Dataset entries
-------------------------

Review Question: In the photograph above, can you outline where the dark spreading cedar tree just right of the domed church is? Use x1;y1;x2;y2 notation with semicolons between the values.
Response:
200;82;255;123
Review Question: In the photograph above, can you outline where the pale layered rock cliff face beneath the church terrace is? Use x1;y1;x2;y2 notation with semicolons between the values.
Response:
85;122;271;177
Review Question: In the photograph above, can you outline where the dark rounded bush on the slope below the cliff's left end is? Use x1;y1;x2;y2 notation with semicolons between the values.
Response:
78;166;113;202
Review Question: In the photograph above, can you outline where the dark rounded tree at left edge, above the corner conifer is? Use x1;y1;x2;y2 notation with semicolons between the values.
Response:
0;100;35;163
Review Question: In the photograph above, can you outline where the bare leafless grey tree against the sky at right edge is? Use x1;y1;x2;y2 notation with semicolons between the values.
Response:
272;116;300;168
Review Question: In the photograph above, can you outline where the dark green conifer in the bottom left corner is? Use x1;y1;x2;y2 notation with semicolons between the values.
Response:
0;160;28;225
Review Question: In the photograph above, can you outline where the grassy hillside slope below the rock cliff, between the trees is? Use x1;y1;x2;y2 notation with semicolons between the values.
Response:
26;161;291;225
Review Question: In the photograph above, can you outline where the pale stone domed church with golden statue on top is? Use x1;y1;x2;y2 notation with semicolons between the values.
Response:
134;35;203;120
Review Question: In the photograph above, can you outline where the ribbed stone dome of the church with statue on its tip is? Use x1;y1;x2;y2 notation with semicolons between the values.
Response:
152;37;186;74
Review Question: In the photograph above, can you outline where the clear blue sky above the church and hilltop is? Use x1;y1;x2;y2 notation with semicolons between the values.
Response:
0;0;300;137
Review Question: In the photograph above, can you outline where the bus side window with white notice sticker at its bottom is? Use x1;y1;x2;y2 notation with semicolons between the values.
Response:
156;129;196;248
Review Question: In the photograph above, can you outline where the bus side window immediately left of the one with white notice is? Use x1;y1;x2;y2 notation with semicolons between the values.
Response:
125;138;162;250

-------------------------

In the records above, how many lines hold "domed"? Only the number is wanted.

2